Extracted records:
## BEGIN
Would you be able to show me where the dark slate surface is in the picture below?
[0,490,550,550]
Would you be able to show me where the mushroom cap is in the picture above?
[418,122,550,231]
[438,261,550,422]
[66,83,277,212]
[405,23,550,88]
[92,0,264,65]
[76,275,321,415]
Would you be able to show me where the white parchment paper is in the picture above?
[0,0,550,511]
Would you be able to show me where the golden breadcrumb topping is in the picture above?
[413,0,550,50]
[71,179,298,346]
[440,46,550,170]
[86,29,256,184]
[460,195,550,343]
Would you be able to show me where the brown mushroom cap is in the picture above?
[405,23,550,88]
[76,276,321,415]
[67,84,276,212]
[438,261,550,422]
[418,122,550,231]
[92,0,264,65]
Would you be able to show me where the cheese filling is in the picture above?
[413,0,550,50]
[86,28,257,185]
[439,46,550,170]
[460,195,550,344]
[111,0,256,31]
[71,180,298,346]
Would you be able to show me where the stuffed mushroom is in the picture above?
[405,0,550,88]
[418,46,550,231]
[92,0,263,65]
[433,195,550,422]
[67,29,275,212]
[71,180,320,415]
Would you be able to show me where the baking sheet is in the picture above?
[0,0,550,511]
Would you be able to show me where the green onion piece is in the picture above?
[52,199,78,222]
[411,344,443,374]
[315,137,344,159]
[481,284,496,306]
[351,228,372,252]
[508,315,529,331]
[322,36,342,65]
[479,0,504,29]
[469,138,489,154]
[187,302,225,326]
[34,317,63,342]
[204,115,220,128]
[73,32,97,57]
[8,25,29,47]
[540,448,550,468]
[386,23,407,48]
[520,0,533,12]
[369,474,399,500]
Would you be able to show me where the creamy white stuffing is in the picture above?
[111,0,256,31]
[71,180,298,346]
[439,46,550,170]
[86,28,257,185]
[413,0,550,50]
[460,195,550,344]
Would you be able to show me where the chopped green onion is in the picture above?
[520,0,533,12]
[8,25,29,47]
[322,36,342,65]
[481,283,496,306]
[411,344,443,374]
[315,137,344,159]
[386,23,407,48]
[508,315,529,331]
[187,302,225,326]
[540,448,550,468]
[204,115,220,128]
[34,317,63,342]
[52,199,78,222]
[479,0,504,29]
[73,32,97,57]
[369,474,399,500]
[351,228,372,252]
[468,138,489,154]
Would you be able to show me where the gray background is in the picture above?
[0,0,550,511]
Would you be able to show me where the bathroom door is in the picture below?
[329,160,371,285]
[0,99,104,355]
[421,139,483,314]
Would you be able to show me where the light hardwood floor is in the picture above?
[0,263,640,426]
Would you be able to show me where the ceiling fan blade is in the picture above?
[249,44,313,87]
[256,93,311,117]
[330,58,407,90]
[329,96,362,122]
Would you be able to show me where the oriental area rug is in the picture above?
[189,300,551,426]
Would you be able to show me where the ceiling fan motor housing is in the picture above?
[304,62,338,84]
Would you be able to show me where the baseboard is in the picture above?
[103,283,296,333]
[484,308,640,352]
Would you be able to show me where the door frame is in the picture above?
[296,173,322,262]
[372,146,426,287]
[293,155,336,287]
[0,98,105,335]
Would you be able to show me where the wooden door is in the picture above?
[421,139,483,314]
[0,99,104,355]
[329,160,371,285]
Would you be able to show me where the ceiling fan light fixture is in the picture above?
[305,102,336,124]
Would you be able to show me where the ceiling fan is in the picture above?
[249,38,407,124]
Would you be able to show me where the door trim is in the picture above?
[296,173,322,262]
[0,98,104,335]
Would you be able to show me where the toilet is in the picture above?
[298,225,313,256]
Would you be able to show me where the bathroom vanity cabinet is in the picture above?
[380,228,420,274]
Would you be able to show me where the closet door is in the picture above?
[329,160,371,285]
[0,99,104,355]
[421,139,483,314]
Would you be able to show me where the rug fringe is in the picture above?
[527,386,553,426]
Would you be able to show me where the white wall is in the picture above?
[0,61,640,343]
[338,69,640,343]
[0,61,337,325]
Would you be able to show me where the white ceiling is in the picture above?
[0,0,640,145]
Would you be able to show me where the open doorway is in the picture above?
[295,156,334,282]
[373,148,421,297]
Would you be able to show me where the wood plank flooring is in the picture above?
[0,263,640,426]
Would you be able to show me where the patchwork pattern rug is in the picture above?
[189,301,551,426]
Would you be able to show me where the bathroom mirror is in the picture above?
## END
*WHAT YOU NEED TO DO*.
Write out the lines above as a numbered list, skipping any blank lines.

*OUTPUT FOR THIS EXERCISE*.
1. Would you be able to show me where the dark slate surface is in the picture below?
2. [0,490,550,550]
3. Would you be able to show me where the mushroom cap is in the picture above?
4. [418,122,550,231]
5. [438,261,550,422]
6. [66,83,277,212]
7. [405,23,550,88]
8. [92,0,264,65]
9. [76,275,321,415]
10. Would you be able to show me where the white parchment paper is in the picture above?
11. [0,0,550,511]
12. Would you be able to show me where the golden breadcrumb topping is in the picture above?
13. [413,0,550,50]
14. [71,179,298,346]
15. [440,46,550,170]
16. [86,29,256,184]
17. [460,195,550,343]
18. Would you be able to show me where the brown mushroom cap is in the picture above?
19. [405,23,550,88]
20. [76,276,321,415]
21. [67,84,276,212]
22. [438,261,550,422]
23. [418,122,550,231]
24. [92,0,264,65]
25. Would you be able to show me where the cheese filling is in the picture above?
26. [413,0,550,50]
27. [86,28,257,185]
28. [439,46,550,170]
29. [460,195,550,344]
30. [111,0,256,31]
31. [71,180,298,346]
32. Would you be able to show me where the stuffed mushroom is in the picture above?
33. [405,0,550,88]
34. [418,46,550,231]
35. [92,0,263,65]
36. [433,195,550,422]
37. [67,29,275,212]
38. [71,180,320,415]
39. Would you be able to show me where the baking sheet is in the picture above?
40. [0,0,550,511]
41. Would you be able to show me where the green onion piece is in the picture above?
42. [52,199,78,222]
43. [411,344,443,374]
44. [315,137,344,159]
45. [481,284,496,306]
46. [351,228,372,252]
47. [508,315,529,331]
48. [322,36,342,65]
49. [479,0,504,29]
50. [469,138,489,154]
51. [187,302,225,326]
52. [34,317,63,342]
53. [204,115,220,128]
54. [73,32,97,57]
55. [8,25,29,47]
56. [540,448,550,468]
57. [386,23,407,48]
58. [520,0,533,12]
59. [369,474,399,500]
60. Would you be able to show me where the creamy white stuffing is in the picture above?
61. [111,0,256,31]
62. [71,180,298,346]
63. [439,46,550,170]
64. [86,28,257,185]
65. [413,0,550,50]
66. [460,195,550,344]
67. Would you be able to show me where the chopped green onion is in the picture above?
68. [520,0,533,12]
69. [8,25,29,47]
70. [322,36,342,65]
71. [481,283,496,306]
72. [411,344,443,374]
73. [315,137,344,159]
74. [386,23,407,48]
75. [508,315,529,331]
76. [187,302,225,326]
77. [540,448,550,468]
78. [204,115,220,128]
79. [34,317,63,342]
80. [52,199,78,222]
81. [479,0,504,29]
82. [73,32,97,57]
83. [369,474,399,500]
84. [351,228,372,252]
85. [468,138,489,154]
86. Would you be able to show me where the gray background is in the picture above?
87. [0,0,550,511]
88. Would you be able to show me where the bathroom door is in the picture below?
89. [329,160,371,285]
90. [0,99,104,355]
91. [421,139,483,314]
92. Would you be able to show me where the light hardwood floor is in the picture above?
93. [0,263,640,426]
94. Would you be able to show me where the ceiling fan blade is in the picture above?
95. [249,44,313,87]
96. [256,93,311,117]
97. [330,58,407,90]
98. [329,96,362,122]
99. Would you be able to show me where the oriental area rug is in the picture above?
100. [189,300,551,426]
101. Would you be able to show me where the ceiling fan motor housing is in the picture above?
102. [304,62,338,84]
103. Would you be able to show me where the baseboard is in the picture above?
104. [103,283,296,333]
105. [484,308,640,352]
106. Would you be able to show me where the door frame is in the picture above?
107. [296,173,322,262]
108. [372,146,426,287]
109. [293,155,336,287]
110. [0,98,105,335]
111. Would you be able to show me where the wooden door is in the picture above?
112. [421,139,483,314]
113. [0,99,104,355]
114. [329,160,371,285]
115. Would you be able to show me where the ceiling fan light fixture is in the picture above?
116. [305,102,336,124]
117. Would you be able to show me where the ceiling fan is in the picture above?
118. [249,38,407,124]
119. Would you be able to show me where the door trim is in the picture above?
120. [296,173,322,262]
121. [0,98,104,335]
122. Would you be able to show me where the toilet is in the picture above?
123. [298,225,313,256]
124. Would you be able to show me where the bathroom vanity cabinet is in the picture above?
125. [380,228,420,274]
126. Would you be able to show me where the closet door is in the picture above?
127. [329,160,371,285]
128. [0,99,104,355]
129. [421,139,483,314]
130. Would you be able to show me where the rug fringe is in the picture above?
131. [527,386,553,426]
132. Would you be able to show me where the white wall is in the picture above?
133. [0,61,640,343]
134. [338,69,640,343]
135. [0,61,337,325]
136. Would you be able to show me where the white ceiling is in the picture above?
137. [0,0,640,145]
138. Would you be able to show me where the open doorway is in the picture above?
139. [295,156,334,282]
140. [373,148,421,297]
141. Would you be able to show me where the wood plank flooring is in the picture above?
142. [0,263,640,426]
143. Would you be able to show me where the patchwork pattern rug is in the picture above?
144. [189,301,551,426]
145. Would you be able to show me where the bathroom mirror is in the picture above?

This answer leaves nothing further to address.